## Text passage
Segment Open
A media trial for Satyam’s Ramalinga Raju?

The grant of bail to Satyam Computers founder Ramalinga Raju has sparked outrage. But, as often happens in our country, it is not clear who it is directed against – the laws of the land, the judiciary, in this case, the Andhra Pradesh High Court, the prosecutors or just plain circumstance. That Raju spent most of the 17 months not in a sooty prison cell but in a VIP-like hospital room in Hyderabad probably exacerbated the reaction, but that should hardly cloud our assessment in a country in which the hospital bed is the fastest path for an arrested VIP.

Even an upbeat anchor such as Menaka Doshi, on CNBC TV18 (which traditionally leans toward sober coverage of business) couldn’t quite restrain her feelings of outrage on camera. Thankfully, her guests did and did commendably.  One of them pointed out that even Harshad Mehta, architect of India’s biggest stock market scam, had been released on bail a mere three months after his arrest, whereas Raju had been held for a long 17 months while investigations took place and, presumably, should have been near-complete.
Segment Closed
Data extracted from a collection
Segment Open
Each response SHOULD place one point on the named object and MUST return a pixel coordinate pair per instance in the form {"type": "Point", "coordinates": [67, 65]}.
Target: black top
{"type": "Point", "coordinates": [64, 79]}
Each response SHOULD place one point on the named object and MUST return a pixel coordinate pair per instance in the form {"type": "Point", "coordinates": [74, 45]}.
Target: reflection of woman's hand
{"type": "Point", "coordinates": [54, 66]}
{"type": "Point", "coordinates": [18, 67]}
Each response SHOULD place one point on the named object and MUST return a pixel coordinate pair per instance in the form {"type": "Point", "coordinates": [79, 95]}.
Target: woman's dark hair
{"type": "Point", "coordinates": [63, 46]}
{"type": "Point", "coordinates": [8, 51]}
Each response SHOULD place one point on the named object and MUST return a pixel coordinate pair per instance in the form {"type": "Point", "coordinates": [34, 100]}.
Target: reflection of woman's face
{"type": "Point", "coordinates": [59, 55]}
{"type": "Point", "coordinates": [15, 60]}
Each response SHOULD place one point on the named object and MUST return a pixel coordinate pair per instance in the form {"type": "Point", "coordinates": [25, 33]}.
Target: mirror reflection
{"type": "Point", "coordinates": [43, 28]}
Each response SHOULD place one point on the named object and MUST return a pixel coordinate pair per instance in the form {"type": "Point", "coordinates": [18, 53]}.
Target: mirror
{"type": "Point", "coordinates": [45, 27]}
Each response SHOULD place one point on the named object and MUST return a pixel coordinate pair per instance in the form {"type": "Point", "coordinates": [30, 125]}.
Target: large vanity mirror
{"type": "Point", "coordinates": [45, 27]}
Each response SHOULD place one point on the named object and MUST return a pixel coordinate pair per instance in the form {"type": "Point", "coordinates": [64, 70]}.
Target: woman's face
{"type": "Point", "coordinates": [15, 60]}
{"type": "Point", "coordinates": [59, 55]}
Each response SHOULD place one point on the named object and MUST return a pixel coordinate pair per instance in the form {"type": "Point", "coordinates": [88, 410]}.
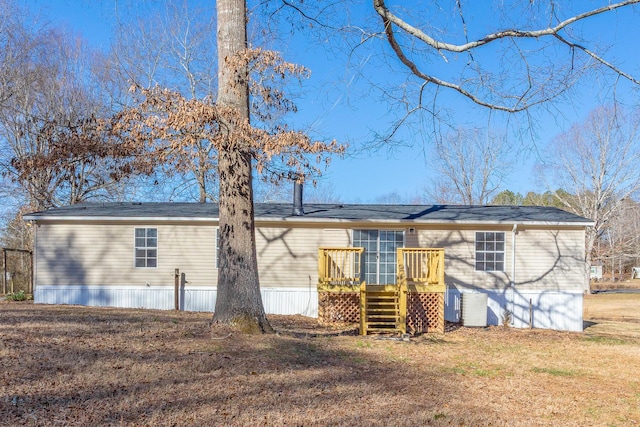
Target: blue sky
{"type": "Point", "coordinates": [329, 108]}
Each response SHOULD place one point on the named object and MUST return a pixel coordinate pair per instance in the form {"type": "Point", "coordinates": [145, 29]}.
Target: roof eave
{"type": "Point", "coordinates": [309, 220]}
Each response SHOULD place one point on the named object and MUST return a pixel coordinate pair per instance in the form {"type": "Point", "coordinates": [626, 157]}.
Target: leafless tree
{"type": "Point", "coordinates": [531, 54]}
{"type": "Point", "coordinates": [470, 165]}
{"type": "Point", "coordinates": [596, 163]}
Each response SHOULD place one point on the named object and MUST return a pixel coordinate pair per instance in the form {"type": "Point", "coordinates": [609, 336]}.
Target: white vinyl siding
{"type": "Point", "coordinates": [146, 248]}
{"type": "Point", "coordinates": [67, 254]}
{"type": "Point", "coordinates": [288, 257]}
{"type": "Point", "coordinates": [545, 259]}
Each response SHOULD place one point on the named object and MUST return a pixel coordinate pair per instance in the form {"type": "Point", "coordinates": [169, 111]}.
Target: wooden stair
{"type": "Point", "coordinates": [381, 310]}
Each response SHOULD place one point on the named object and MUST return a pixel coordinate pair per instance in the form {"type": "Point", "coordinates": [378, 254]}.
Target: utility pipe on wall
{"type": "Point", "coordinates": [514, 232]}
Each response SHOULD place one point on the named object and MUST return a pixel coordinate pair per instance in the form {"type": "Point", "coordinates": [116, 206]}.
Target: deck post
{"type": "Point", "coordinates": [176, 289]}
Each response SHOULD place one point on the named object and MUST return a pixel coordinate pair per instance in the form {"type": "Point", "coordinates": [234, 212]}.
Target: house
{"type": "Point", "coordinates": [529, 262]}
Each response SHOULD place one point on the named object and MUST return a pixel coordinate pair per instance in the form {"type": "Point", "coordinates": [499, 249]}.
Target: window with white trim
{"type": "Point", "coordinates": [146, 247]}
{"type": "Point", "coordinates": [490, 250]}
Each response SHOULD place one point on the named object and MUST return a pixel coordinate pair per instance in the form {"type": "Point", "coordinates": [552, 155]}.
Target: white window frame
{"type": "Point", "coordinates": [144, 247]}
{"type": "Point", "coordinates": [490, 254]}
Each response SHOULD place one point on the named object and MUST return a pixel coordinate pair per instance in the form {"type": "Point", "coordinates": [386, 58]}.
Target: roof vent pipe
{"type": "Point", "coordinates": [297, 198]}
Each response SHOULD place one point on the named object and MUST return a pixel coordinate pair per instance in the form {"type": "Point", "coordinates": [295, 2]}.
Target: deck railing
{"type": "Point", "coordinates": [339, 266]}
{"type": "Point", "coordinates": [421, 267]}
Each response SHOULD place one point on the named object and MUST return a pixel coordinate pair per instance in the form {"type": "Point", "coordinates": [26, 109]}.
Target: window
{"type": "Point", "coordinates": [146, 247]}
{"type": "Point", "coordinates": [379, 258]}
{"type": "Point", "coordinates": [489, 251]}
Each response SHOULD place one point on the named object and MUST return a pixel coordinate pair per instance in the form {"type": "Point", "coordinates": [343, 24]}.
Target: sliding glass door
{"type": "Point", "coordinates": [379, 262]}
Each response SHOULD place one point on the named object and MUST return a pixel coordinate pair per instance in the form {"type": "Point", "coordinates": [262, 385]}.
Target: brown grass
{"type": "Point", "coordinates": [64, 365]}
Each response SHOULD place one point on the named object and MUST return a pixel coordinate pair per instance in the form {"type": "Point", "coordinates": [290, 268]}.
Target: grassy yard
{"type": "Point", "coordinates": [84, 366]}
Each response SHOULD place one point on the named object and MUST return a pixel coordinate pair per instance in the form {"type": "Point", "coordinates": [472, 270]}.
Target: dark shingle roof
{"type": "Point", "coordinates": [319, 212]}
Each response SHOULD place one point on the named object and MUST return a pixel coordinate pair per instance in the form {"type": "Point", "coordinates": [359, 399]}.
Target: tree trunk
{"type": "Point", "coordinates": [238, 302]}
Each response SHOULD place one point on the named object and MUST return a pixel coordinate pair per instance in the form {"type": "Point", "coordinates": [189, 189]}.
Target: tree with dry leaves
{"type": "Point", "coordinates": [238, 297]}
{"type": "Point", "coordinates": [175, 126]}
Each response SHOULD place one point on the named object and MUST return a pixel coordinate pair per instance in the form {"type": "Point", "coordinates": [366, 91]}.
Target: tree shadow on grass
{"type": "Point", "coordinates": [168, 370]}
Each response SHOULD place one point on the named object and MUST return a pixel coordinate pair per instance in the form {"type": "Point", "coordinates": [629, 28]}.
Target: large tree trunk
{"type": "Point", "coordinates": [238, 303]}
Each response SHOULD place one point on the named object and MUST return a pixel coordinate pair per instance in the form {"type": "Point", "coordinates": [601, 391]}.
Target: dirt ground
{"type": "Point", "coordinates": [72, 366]}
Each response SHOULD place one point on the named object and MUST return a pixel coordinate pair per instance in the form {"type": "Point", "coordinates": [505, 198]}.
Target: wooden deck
{"type": "Point", "coordinates": [416, 300]}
Segment Closed
## Apply what you read
A) Answer these questions from the article on Ramalinga Raju's bail:
(i) Which court granted bail to Raju?
(ii) Where did Raju spend most of his 17 months in custody?
(iii) How long after his arrest was Harshad Mehta released on bail?
B) In the article on Ramalinga Raju's bail, print the passage starting at "The grant of" and ending at "an arrested VIP.".
C) Carry on the article on Ramalinga Raju's bail from where it stops.

## Results of the exercise
A)
(i) The Andhra Pradesh High Court.
(ii) In a VIP-like hospital room in Hyderabad.
(iii) A mere three months.

B)
The grant of bail to Satyam Computers founder Ramalinga Raju has sparked outrage. But, as often happens in our country, it is not clear who it is directed against – the laws of the land, the judiciary, in this case, the Andhra Pradesh High Court, the prosecutors or just plain circumstance. That Raju spent most of the 17 months not in a sooty prison cell but in a VIP-like hospital room in Hyderabad probably exacerbated the reaction, but that should hardly cloud our assessment in a country in which the hospital bed is the fastest path for an arrested VIP.

C)
If that was one media reaction, Mint surprised, too. The financial daily that is setting standards in business reporting failed the simple objectivity test. “Satyam case weakens with Raju’s release,” its news headline said on Page One. The first line of the report read: “Chances of a speedy resolution to l’affaire Satyam receded on Wednesday with the Andhra Pradesh high court granting bail to the company’s founder and former chairman, B. Ramalinga Raju….”

Both are strong opinions, not news. Even if they had been expressed in an editorial they would be arguable. There is no evidence to suggest the case is weaker merely on account of Raju’s release and it would be presumptuous to say that Raju’s release still threatens further investigations. The headline, presumably, is the expression of a copy editor’s bias. The case has reportedly been rendered weak by many other facts, not least the lack of progress by investigators. Also, “chances of a speedy resolution,” if any such thing exists in our criminal justice system, hinges largely on the agility and skill of the prosecutors, not on holding a man behind bars for the foreseeable future.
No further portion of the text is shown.